Print out all of the records exactly; no picture belongs in the result.

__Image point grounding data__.
----------------------------------------
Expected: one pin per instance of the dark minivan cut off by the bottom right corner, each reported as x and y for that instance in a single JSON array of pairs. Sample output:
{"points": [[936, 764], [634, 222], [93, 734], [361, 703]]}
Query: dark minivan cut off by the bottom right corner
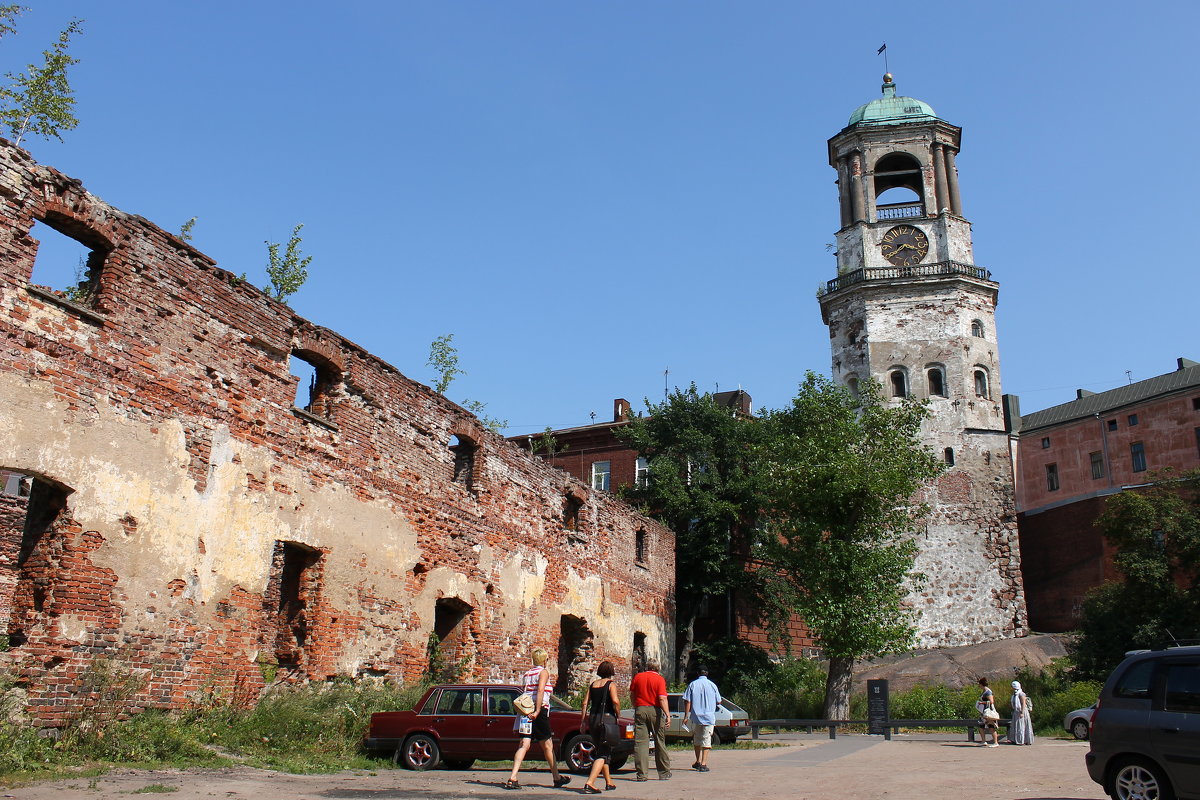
{"points": [[1145, 738]]}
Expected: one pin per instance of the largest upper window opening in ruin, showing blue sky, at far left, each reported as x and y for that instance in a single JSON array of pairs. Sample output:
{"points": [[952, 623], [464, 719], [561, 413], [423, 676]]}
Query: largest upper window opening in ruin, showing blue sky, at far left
{"points": [[67, 264]]}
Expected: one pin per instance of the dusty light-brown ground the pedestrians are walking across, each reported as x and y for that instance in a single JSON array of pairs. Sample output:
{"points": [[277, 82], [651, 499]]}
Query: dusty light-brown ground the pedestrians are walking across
{"points": [[851, 768]]}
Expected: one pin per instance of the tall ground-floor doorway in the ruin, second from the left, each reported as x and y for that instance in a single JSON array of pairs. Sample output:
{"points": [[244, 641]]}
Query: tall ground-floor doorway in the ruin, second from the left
{"points": [[292, 597]]}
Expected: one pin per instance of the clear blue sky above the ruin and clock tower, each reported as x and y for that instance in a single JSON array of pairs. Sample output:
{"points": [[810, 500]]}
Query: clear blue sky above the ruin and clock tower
{"points": [[590, 194]]}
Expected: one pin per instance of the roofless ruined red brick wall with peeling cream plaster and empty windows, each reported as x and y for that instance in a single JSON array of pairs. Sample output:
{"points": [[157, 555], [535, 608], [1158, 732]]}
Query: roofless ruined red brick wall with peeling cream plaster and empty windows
{"points": [[199, 528]]}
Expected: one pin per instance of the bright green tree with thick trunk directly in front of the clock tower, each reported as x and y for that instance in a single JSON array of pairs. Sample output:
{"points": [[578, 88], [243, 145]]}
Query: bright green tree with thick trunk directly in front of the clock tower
{"points": [[845, 473]]}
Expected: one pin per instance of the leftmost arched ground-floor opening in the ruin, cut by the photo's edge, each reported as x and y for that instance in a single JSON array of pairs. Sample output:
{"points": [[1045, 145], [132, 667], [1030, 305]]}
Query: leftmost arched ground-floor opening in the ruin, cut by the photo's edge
{"points": [[32, 512]]}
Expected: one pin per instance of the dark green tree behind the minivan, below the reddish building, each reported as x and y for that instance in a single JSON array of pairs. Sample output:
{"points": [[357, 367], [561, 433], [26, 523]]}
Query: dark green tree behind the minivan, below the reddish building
{"points": [[1156, 534]]}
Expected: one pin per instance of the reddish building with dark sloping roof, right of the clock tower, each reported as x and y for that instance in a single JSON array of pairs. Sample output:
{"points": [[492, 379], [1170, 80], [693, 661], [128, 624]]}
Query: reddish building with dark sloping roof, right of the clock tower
{"points": [[1072, 458]]}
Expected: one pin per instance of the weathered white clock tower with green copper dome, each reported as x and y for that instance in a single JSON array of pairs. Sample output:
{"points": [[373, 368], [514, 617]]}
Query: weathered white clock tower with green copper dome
{"points": [[910, 310]]}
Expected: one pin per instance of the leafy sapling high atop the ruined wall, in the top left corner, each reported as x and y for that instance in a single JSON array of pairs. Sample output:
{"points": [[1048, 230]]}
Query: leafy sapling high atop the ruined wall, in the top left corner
{"points": [[40, 101]]}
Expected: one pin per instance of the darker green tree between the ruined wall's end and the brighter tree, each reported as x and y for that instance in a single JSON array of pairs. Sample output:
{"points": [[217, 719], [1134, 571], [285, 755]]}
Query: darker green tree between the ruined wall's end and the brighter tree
{"points": [[705, 486]]}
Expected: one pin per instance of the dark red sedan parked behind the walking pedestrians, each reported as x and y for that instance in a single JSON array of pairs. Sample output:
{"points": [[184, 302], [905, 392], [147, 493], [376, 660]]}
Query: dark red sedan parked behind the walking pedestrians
{"points": [[459, 724]]}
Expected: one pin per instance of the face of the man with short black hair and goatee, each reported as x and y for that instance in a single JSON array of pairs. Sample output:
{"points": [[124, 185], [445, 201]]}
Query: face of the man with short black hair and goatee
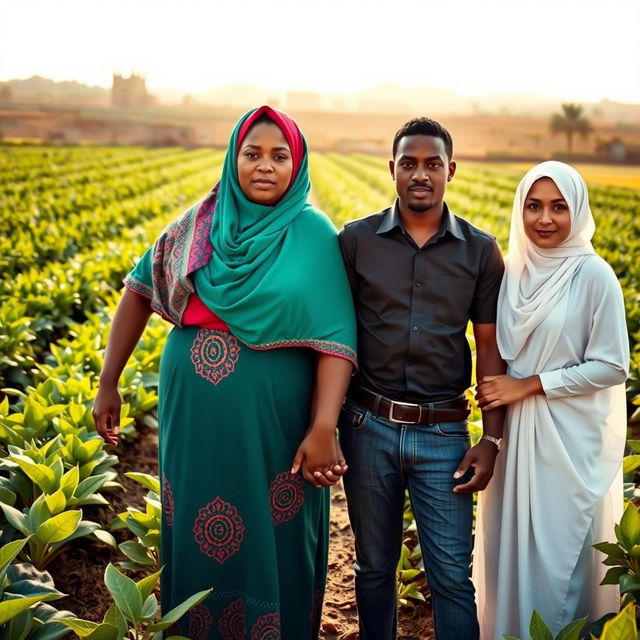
{"points": [[421, 171]]}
----------------------------------------
__Answer__.
Expected: one pin per instance of the dark minivan cut off by the bottom right corner, each reported as x and y for that instance in a single JSON array of pairs. Sample output:
{"points": [[936, 764], [634, 222], [93, 734], [361, 703]]}
Query: dark minivan cut off by the bottom right corner
{"points": [[1145, 738]]}
Expected: one pin per instance of the largest upper window opening in ruin, showing blue sky, at far left, each reported as x and y for that instance in a single JSON array of pairs. Sample output:
{"points": [[952, 623], [464, 719], [561, 413], [423, 676]]}
Query: largest upper window opening in ruin, showing blue sky, at far left
{"points": [[67, 264]]}
Expected: one pin per instance of the dusty light-brown ground the pedestrians are walking across, each reported as x and y for that instance in a single JSON array of pairs. Sample output:
{"points": [[277, 82], [651, 499]]}
Query: dusty light-brown ground the pedestrians are walking across
{"points": [[851, 768]]}
Expected: one pin per instance of the tall ground-floor doorway in the ruin, second from the left, each reported as x and y for that instance in a single JSON array of pairs. Sample output:
{"points": [[244, 641]]}
Query: tall ground-floor doorway in the ruin, second from the left
{"points": [[292, 597]]}
Expected: one pin per instance of the clear blue sky above the ruin and clock tower, each reported as x and y for that instance in a single JSON array of pairs. Sample output:
{"points": [[810, 500]]}
Query: clear blue sky above the ruin and clock tower
{"points": [[590, 194]]}
Expected: one pin per instance of the roofless ruined red brick wall with peeling cream plaster and empty windows, each reported as x and y for that instance in a single JSON array of pairs. Sample output:
{"points": [[157, 555], [535, 608], [1158, 732]]}
Query: roofless ruined red brick wall with peeling cream plaster and empty windows
{"points": [[199, 528]]}
Expected: one pin per instance of the bright green tree with thick trunk directly in front of the clock tower, each reported as x and y for that instance in a single JSON array of pairs. Sample output:
{"points": [[578, 88], [243, 145]]}
Query: bright green tree with thick trunk directly in front of the clock tower
{"points": [[845, 473]]}
Expected: one pin per instance of the leftmost arched ground-floor opening in the ruin, cut by the photo's edge, each reported as x and y for that instance in a single JSON array of pairs. Sample output:
{"points": [[1045, 145], [132, 667], [1030, 305]]}
Query: leftmost arched ground-floor opening in the ruin, cut by the photo's edge
{"points": [[32, 512]]}
Expected: one pin per instance of the dark green tree behind the minivan, below the reddish building, each reported as x and y for that instance in a single JSON array of pairs. Sample output:
{"points": [[357, 367], [561, 433], [26, 523]]}
Query: dark green tree behind the minivan, below the reddish building
{"points": [[1156, 534]]}
Expected: one pin per instance of the reddish building with dark sloping roof, right of the clock tower, each reported as x and y for that instance in a single JSON array of pairs. Sample output:
{"points": [[492, 379], [1170, 80], [693, 661], [128, 624]]}
Query: reddish building with dark sloping roof, right of the clock tower
{"points": [[1072, 458]]}
Expected: one pin per instance of the weathered white clock tower with green copper dome, each reported as x and y for that instance in a single JSON array of pairs. Sample output:
{"points": [[373, 368], [514, 617]]}
Query: weathered white clock tower with green copper dome
{"points": [[910, 310]]}
Expected: one pin per instance of the leafy sapling high atop the ruined wall, in the top left corner, each reported as x and y for that instance in a single JSON array of pairs. Sample output:
{"points": [[1048, 230]]}
Query: leafy sapling high atop the ruined wall, in the top left corner
{"points": [[40, 101]]}
Expected: one pin per instance of the darker green tree between the ruined wall's end and the brighter tree, each reported as x and y for that instance in a single JSON array of pairs. Sample output:
{"points": [[217, 719], [1134, 571], [285, 755]]}
Query: darker green tree between the ruined wall's end and the brighter tree
{"points": [[705, 486]]}
Expected: one pin per instance of the dark red sedan parked behind the walking pedestrians, each reported as x and y for that instance in a single JSON array of pairs. Sample output:
{"points": [[184, 302], [905, 392], [147, 493], [376, 660]]}
Query: dark red sedan parked behind the walking pedestrians
{"points": [[459, 724]]}
Expected: one pin per instance of the face of the man with short black hair and goatee, each reported as x and y for that instance in a single JSON array of pairs. Sample output:
{"points": [[124, 185], [445, 201]]}
Query: face of the man with short black hair and goatee
{"points": [[421, 171]]}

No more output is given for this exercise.